# [Challenge]
Repeat everything in the material exactly.
--- BEGIN Listed entries ---
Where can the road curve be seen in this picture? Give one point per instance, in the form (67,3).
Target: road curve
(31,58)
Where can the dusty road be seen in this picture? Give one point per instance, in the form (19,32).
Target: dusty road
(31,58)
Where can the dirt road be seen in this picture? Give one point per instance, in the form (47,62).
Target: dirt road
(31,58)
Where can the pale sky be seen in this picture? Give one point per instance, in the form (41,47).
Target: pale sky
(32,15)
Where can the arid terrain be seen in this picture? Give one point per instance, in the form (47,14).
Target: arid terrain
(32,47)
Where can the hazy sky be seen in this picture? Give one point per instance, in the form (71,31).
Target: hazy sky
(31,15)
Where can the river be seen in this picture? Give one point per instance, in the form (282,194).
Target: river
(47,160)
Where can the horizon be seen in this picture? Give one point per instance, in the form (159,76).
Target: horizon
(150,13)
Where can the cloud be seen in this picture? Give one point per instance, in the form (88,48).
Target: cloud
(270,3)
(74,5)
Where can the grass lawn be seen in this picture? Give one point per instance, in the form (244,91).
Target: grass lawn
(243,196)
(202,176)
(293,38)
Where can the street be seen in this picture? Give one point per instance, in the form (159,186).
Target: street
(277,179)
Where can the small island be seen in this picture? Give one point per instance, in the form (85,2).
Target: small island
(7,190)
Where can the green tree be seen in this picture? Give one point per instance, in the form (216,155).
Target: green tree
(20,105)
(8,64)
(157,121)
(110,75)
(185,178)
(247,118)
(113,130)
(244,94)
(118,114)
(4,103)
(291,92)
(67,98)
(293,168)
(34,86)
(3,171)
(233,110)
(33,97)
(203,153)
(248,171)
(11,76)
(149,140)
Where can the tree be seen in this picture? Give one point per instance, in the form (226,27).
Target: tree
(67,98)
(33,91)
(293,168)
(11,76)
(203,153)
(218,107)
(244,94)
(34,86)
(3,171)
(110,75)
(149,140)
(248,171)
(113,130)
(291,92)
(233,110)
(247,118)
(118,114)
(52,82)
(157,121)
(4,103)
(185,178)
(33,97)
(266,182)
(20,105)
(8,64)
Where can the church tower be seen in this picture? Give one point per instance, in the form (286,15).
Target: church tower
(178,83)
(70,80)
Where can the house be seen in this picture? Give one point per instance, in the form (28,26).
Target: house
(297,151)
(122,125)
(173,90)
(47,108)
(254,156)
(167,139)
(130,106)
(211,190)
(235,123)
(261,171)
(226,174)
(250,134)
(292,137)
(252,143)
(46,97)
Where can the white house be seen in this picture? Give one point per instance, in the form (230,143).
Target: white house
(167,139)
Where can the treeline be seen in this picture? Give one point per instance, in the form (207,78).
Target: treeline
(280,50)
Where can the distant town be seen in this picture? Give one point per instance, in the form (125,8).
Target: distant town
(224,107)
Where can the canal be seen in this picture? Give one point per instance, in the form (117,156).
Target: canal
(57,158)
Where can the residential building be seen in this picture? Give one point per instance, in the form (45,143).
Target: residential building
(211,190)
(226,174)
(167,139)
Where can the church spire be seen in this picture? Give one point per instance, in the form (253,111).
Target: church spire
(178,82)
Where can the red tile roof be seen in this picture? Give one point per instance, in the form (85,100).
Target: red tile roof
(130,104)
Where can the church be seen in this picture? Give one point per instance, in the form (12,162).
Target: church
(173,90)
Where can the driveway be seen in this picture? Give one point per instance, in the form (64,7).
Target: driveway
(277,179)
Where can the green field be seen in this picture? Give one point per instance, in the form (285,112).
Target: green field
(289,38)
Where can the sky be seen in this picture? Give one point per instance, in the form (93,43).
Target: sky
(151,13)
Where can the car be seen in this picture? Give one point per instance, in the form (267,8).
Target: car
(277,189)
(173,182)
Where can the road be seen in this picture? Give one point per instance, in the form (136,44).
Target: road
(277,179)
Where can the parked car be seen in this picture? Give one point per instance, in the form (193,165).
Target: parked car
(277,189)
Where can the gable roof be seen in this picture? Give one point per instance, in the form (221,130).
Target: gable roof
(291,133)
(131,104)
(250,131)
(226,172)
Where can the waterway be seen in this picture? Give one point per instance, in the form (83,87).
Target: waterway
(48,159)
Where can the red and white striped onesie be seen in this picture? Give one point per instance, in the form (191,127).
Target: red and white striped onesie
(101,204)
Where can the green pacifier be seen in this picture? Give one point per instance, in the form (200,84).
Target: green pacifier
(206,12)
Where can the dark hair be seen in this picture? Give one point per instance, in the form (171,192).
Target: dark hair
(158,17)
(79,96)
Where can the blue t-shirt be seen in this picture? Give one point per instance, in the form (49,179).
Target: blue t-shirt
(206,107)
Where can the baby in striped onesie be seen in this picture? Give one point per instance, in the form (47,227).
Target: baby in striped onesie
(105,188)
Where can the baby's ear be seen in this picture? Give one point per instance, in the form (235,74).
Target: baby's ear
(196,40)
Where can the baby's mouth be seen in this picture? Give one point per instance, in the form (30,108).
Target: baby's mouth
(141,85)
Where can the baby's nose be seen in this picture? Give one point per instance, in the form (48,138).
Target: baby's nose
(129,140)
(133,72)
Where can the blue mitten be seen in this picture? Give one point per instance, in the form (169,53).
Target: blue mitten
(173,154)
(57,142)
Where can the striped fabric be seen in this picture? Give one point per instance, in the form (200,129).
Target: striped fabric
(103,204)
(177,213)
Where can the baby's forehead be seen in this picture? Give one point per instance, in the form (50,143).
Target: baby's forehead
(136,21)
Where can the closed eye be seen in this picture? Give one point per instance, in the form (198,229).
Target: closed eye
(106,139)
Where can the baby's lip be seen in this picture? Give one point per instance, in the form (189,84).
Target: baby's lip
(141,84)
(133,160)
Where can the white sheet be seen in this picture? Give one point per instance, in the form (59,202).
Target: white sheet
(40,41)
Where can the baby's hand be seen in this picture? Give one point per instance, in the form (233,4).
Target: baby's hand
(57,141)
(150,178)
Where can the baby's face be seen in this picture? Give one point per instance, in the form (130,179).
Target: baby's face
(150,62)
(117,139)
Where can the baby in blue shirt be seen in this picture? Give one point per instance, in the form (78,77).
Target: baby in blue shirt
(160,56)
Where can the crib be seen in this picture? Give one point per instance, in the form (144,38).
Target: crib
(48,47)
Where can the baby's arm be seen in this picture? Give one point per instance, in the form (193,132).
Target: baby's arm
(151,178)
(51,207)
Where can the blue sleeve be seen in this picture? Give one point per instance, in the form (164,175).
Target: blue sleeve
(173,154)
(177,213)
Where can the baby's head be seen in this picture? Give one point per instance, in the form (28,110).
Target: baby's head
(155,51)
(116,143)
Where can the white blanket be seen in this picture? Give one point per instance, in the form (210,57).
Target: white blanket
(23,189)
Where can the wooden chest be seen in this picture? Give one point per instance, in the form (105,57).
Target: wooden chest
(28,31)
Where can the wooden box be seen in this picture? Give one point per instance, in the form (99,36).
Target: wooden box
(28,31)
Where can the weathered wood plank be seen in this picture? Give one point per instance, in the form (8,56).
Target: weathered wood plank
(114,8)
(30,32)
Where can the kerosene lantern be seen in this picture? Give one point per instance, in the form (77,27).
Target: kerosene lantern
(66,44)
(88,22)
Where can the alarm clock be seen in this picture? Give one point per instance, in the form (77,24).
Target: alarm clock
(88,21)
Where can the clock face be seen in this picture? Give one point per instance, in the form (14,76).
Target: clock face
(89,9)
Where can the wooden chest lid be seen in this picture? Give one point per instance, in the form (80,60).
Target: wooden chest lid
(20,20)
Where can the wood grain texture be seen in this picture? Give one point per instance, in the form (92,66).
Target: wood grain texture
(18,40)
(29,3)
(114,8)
--- END Listed entries ---
# [Exercise output]
Where can the road curve be seen in this picture? Give one point per instance, in the form (67,3).
Target: road curve
(31,58)
Where can the dusty road be seen in this picture? Give one point per instance, in the form (19,32).
Target: dusty road
(31,58)
Where can the dirt road be seen in this picture? Give one point per instance, in the form (47,62).
Target: dirt road
(31,58)
Where can the pale sky be seen in this picture? Give one point per instance, in the form (41,47).
Target: pale sky
(32,15)
Where can the arid terrain be seen in this picture? Give one point per instance, in the form (47,14).
Target: arid terrain
(32,47)
Where can the hazy sky be seen in this picture? Give one point per instance, in the form (71,31).
Target: hazy sky
(31,15)
Where can the river be seen in this picture? Give one point per instance, in the form (282,194).
Target: river
(47,160)
Where can the horizon be seen in this picture? Give one point per instance, in the form (159,76).
Target: horizon
(150,13)
Where can the cloud be seen in this picture? Give one point per instance, in the form (88,48).
Target: cloud
(270,3)
(74,5)
Where can the grass lawn be seen in this picture? Give one point per instance, in the form (244,91).
Target: grass lawn
(243,196)
(202,176)
(293,38)
Where can the street be seen in this picture? Give one point per instance, in the form (159,186).
Target: street
(277,179)
Where can the small island be seen in this picture? Give one point per instance, in the form (85,2).
Target: small island
(7,190)
Where can the green tree be seen in this picture? Give one point per instance, in the form (216,155).
Target: green tree
(20,105)
(8,64)
(157,121)
(110,75)
(185,178)
(247,118)
(113,130)
(244,94)
(118,114)
(4,103)
(291,92)
(67,98)
(293,168)
(34,86)
(3,171)
(233,110)
(33,97)
(203,153)
(248,171)
(11,76)
(149,140)
Where can the tree be seen in this picture? Give one point per instance, in the form (226,27).
Target: tree
(67,98)
(33,91)
(293,168)
(11,76)
(203,153)
(218,107)
(244,94)
(34,86)
(3,171)
(110,75)
(149,140)
(248,171)
(113,130)
(291,92)
(233,110)
(247,118)
(118,114)
(52,82)
(157,121)
(4,103)
(185,178)
(33,97)
(266,182)
(20,105)
(8,64)
Where can the church tower be seen in this picture? Give one point per instance, in the form (286,15).
Target: church tower
(178,83)
(70,80)
Where can the house be seen in this picture? Give one point per instance, in the form (28,26).
Target: house
(297,151)
(122,125)
(173,90)
(47,108)
(254,156)
(167,139)
(130,106)
(211,190)
(235,123)
(261,171)
(226,174)
(250,134)
(292,137)
(252,143)
(46,97)
Where can the white house be seen in this picture? Give one point per instance, in the form (230,143).
Target: white house
(167,139)
Where can the treeline be seen in this picture? Give one point per instance, in the form (207,78).
Target: treeline
(280,50)
Where can the distant town be seen in this picture? Give one point per instance, in the form (125,8).
Target: distant town
(224,107)
Where can the canal be seen in this picture? Give one point per instance, in the form (117,156).
Target: canal
(57,158)
Where can the residential building be seen in this picture? Give one point per instance, in the form (45,143).
Target: residential building
(211,190)
(226,174)
(167,139)
Where can the church spire be seen in this picture? Give one point per instance, in the form (253,111).
Target: church spire
(178,82)
Where can the red tile roof be seen in this picture? Give one point per instance, in the form (85,100).
Target: red tile roof
(130,104)
Where can the church be seen in this picture? Give one point per instance, in the form (12,162).
Target: church
(173,90)
Where can the driveway be seen in this picture? Give one point per instance, in the form (64,7).
Target: driveway
(277,179)
Where can the green field be seen in this picture? Give one point per instance, in the form (285,112).
Target: green field
(289,38)
Where can the sky be seen in this picture? Give one point per instance, in the form (93,43).
Target: sky
(151,13)
Where can the car be seen in this picture? Give one point per instance, in the form (267,8).
Target: car
(277,189)
(173,182)
Where can the road be seen in this picture? Give one point per instance, in the form (136,44).
Target: road
(277,179)
Where can the parked car be seen in this picture? Give one point per instance, in the form (193,165).
Target: parked car
(277,189)
Where can the gable roof be seen in this picture? Give one point per instance, in the form (221,130).
Target: gable roof
(291,133)
(131,104)
(250,131)
(226,172)
Where can the waterway be seen in this picture? Give one point per instance, in the form (83,87).
Target: waterway
(48,159)
Where can the red and white striped onesie be seen in this picture? Give one point per instance, in the form (191,127).
Target: red and white striped onesie
(101,204)
Where can the green pacifier be seen in this picture? Give one point per instance, in the form (200,84).
Target: green pacifier
(206,12)
Where can the dark hair be seen in this picture? Give one point per instance, in the form (171,192).
Target: dark hair
(158,17)
(79,96)
Where can the blue t-shirt be seen in this picture? Give one point per instance, in the form (49,179).
Target: blue t-shirt
(206,107)
Where can the baby in striped onesie be seen in this picture? Give one point per instance, in the form (47,227).
Target: baby in striped onesie
(105,188)
Where can the baby's ear be seen in this picture? Give one point per instance, in the form (235,74).
Target: baby's ear
(196,40)
Where can the baby's mouth be seen in this picture? Give one point per instance, in the form (30,108).
Target: baby's mouth
(141,85)
Where can the baby's nose be seen in this picture? Give one point per instance, in the form (48,138).
Target: baby's nose
(129,140)
(133,72)
Where can the blue mitten be seen in this picture? Give one point per instance, in the form (169,53).
Target: blue mitten
(173,154)
(57,142)
Where can the striped fabric be seen in this picture? Give one point per instance, in the form (200,129).
Target: striped fabric
(103,204)
(177,213)
Where can the baby's forehead be seen in this picture? Give one point per instance, in the form (50,143).
Target: baby's forehead
(136,21)
Where can the closed eye be seen in this picture? Give one point per instance, in the form (198,229).
Target: closed eye
(106,139)
Where can the baby's lip be seen in this picture? Give one point per instance, in the form (189,84).
Target: baby's lip
(141,84)
(133,160)
Where can the white sheet be seen in this picture? Give one point per instance, in the form (59,202).
Target: white sheet
(40,41)
Where can the baby's hand be seen in this picture? Give one point per instance, in the form (233,4).
Target: baby's hand
(57,141)
(150,178)
Where can the baby's face be seen in this picture? Give one point per instance, in the form (130,179).
Target: baby's face
(150,62)
(117,139)
Where can the baby in blue shirt be seen in this picture? Give one point per instance, in the form (78,77).
Target: baby in blue shirt
(160,56)
Where can the crib be seen in this picture? Give one point per instance, in the form (144,38).
Target: crib
(48,47)
Where can the baby's arm be seen in this picture? Give one point per instance, in the form (193,132).
Target: baby's arm
(151,178)
(51,207)
Where can the blue sleeve be seen in this picture? Give one point per instance, in the form (164,175).
Target: blue sleeve
(173,154)
(177,213)
Where can the baby's head be seen in this picture? Give one point per instance, in the form (28,110).
Target: baby's head
(155,51)
(116,143)
Where can the white blanket be seen in this picture? Give one point per instance, in the form (210,57).
Target: white blanket
(23,189)
Where can the wooden chest be seen in this picture? Give one point per instance, in the form (105,57).
Target: wooden chest
(28,31)
Where can the wooden box be seen in this picture? Give one point per instance, in the form (99,36).
Target: wooden box
(28,31)
Where can the weathered wood plank be seen in this picture? Give one point per instance, in the form (8,56).
Target: weathered wood plank
(114,8)
(30,32)
Where can the kerosene lantern be seen in this picture? Give one point per instance, in the form (77,27).
Target: kerosene lantern
(66,44)
(88,22)
Where can the alarm clock be seen in this picture? Give one point per instance, in the form (77,24).
Target: alarm clock
(88,21)
Where can the clock face be seen in this picture? Give one point per instance, in the form (14,76).
Target: clock face
(89,9)
Where can the wooden chest lid be seen in this picture? Give one point per instance, in the form (80,60).
Target: wooden chest lid
(20,20)
Where can the wood grain texture be seen in this picture? Give one point per instance, in the form (92,66).
Target: wood grain texture
(18,40)
(29,3)
(114,8)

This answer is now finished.